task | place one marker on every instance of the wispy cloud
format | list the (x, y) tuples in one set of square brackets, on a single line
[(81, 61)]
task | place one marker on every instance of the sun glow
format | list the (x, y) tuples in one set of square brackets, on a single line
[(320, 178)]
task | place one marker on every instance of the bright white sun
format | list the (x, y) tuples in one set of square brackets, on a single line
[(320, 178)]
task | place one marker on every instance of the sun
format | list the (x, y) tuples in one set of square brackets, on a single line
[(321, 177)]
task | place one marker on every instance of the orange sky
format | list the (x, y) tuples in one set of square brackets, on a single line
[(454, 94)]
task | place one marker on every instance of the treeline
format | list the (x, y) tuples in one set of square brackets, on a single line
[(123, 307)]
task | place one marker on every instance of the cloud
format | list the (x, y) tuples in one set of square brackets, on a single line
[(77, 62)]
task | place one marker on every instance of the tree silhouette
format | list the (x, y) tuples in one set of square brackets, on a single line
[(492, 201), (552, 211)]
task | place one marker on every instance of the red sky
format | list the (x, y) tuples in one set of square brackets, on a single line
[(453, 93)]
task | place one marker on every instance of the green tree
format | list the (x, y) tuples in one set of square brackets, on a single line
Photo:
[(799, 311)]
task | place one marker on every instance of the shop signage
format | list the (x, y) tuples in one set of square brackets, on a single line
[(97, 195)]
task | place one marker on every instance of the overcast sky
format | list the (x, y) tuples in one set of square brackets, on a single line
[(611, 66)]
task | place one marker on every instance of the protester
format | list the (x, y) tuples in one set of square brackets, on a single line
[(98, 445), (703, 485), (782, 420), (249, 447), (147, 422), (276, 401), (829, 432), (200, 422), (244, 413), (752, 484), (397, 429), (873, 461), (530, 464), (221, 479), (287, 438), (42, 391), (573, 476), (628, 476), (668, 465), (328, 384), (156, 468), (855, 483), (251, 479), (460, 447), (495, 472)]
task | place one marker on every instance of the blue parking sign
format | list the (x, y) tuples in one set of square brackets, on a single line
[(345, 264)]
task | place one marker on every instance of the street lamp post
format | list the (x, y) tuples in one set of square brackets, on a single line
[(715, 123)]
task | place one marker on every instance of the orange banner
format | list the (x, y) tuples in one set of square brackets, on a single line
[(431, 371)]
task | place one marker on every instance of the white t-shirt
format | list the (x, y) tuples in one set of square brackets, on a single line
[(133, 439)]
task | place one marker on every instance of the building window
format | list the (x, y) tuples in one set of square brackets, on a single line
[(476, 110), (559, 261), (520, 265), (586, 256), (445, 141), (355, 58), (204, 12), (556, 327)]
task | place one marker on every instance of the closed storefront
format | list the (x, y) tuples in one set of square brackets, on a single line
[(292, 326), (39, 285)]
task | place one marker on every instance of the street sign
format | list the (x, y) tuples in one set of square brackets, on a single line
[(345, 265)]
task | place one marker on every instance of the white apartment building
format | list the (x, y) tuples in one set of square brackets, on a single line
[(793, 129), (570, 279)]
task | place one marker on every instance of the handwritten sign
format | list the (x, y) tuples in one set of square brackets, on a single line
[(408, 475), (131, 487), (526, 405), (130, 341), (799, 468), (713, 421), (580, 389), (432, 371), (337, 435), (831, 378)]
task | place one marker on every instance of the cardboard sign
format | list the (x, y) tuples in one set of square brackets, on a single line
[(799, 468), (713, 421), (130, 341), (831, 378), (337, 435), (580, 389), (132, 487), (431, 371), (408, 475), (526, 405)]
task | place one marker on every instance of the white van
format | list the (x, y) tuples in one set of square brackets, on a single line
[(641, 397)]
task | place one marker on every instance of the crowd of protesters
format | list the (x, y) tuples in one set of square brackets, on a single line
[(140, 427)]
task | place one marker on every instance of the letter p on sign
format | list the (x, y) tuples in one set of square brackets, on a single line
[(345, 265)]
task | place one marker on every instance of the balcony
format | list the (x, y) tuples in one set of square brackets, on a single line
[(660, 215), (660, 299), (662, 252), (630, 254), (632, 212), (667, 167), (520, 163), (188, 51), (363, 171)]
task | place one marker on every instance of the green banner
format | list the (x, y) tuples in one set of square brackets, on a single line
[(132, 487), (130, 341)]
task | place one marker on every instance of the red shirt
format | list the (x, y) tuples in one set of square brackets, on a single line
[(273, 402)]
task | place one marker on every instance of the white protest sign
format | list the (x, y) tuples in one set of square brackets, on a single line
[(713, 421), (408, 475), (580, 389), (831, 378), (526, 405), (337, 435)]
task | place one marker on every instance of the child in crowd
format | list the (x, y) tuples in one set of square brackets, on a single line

PROBLEM STATEMENT
Where the word "orange" occurs in a line of the records, copy that line.

ANSWER TO THE EXERCISE
task | place one marker on every instance of the orange sky
task | place one marker on every instance of the orange banner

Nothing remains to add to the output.